Задание 1:
Воспроизведите целиком текст о значении истории для России на рубеже XX—XXI веков, ничего в нем не меняя.

Исходный текст:
# # # #
На рубеже XX—XXI вв. Россия в очередной раз оказалась на «крутом повороте» своей истории, что выразилось в крушении советской государственности, основанной на коммунистической идеологии и начале процесса либерализации. Однако либеральные реформы, проводимые в современной России, отличаются противоречивостью, порождают социальную напряженность, что замедляет темпы преобразований.

В сложившейся ситуации неизмеримо возрастает социальная значимость истории, так как общество ждет от ученых исчерпывающих ответов, способных на основе исторического опыта разрешать современные проблемы. Однако надо понимать, что простых ответов на сложные вопросы современности история дать не может. По определению знаменитого французского историка Марка Блока, являясь «социальной памятью человечества», она представляет собой очень тонкий и не надежный инструмент [4]. Процессы забвения, намеренного искажения и изъятия событий, характерные для памяти отдельного человека, в полной мере проявляются и в памяти всего человечества — истории. Тот или иной факт может быть просто не зафиксирован в анналах истории, характеризоваться с различных точек зрения, искажаться в угоду господствующей конъюнктуре или быть специально изъятым как не вписывающийся в заранее выстроенную научную или общественно-политическую модель.
# # # #
Сырые данные:
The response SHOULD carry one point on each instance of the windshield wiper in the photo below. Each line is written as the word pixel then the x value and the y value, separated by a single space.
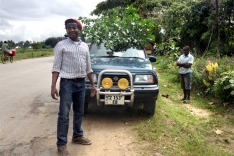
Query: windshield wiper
pixel 133 57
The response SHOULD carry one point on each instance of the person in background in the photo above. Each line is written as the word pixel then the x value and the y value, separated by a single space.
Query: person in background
pixel 72 64
pixel 154 49
pixel 5 48
pixel 185 62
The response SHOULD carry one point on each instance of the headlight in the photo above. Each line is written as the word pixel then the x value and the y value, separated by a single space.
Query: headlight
pixel 144 79
pixel 107 83
pixel 94 78
pixel 123 83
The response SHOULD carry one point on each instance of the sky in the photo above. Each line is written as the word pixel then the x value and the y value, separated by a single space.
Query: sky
pixel 37 20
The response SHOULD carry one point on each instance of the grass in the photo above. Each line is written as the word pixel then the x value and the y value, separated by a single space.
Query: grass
pixel 30 53
pixel 200 128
# # # #
Задание 2:
В строках под текстом замените "headlight" на "headlamp" и перепишите их с самой первой по строку с "pixel 123 83" включительно, больше ничего не трогая. Картинки в ответ не включайте.

Ответ 1:
На рубеже XX—XXI вв. Россия в очередной раз оказалась на «крутом повороте» своей истории, что выразилось в крушении советской государственности, основанной на коммунистической идеологии и начале процесса либерализации. Однако либеральные реформы, проводимые в современной России, отличаются противоречивостью, порождают социальную напряженность, что замедляет темпы преобразований.

В сложившейся ситуации неизмеримо возрастает социальная значимость истории, так как общество ждет от ученых исчерпывающих ответов, способных на основе исторического опыта разрешать современные проблемы. Однако надо понимать, что простых ответов на сложные вопросы современности история дать не может. По определению знаменитого французского историка Марка Блока, являясь «социальной памятью человечества», она представляет собой очень тонкий и не надежный инструмент [4]. Процессы забвения, намеренного искажения и изъятия событий, характерные для памяти отдельного человека, в полной мере проявляются и в памяти всего человечества — истории. Тот или иной факт может быть просто не зафиксирован в анналах истории, характеризоваться с различных точек зрения, искажаться в угоду господствующей конъюнктуре или быть специально изъятым как не вписывающийся в заранее выстроенную научную или общественно-политическую модель.

Ответ 2:
The response SHOULD carry one point on each instance of the windshield wiper in the photo below. Each line is written as the word pixel then the x value and the y value, separated by a single space.
Query: windshield wiper
pixel 133 57
The response SHOULD carry one point on each instance of the person in background in the photo above. Each line is written as the word pixel then the x value and the y value, separated by a single space.
Query: person in background
pixel 72 64
pixel 154 49
pixel 5 48
pixel 185 62
The response SHOULD carry one point on each instance of the headlamp in the photo above. Each line is written as the word pixel then the x value and the y value, separated by a single space.
Query: headlamp
pixel 144 79
pixel 107 83
pixel 94 78
pixel 123 83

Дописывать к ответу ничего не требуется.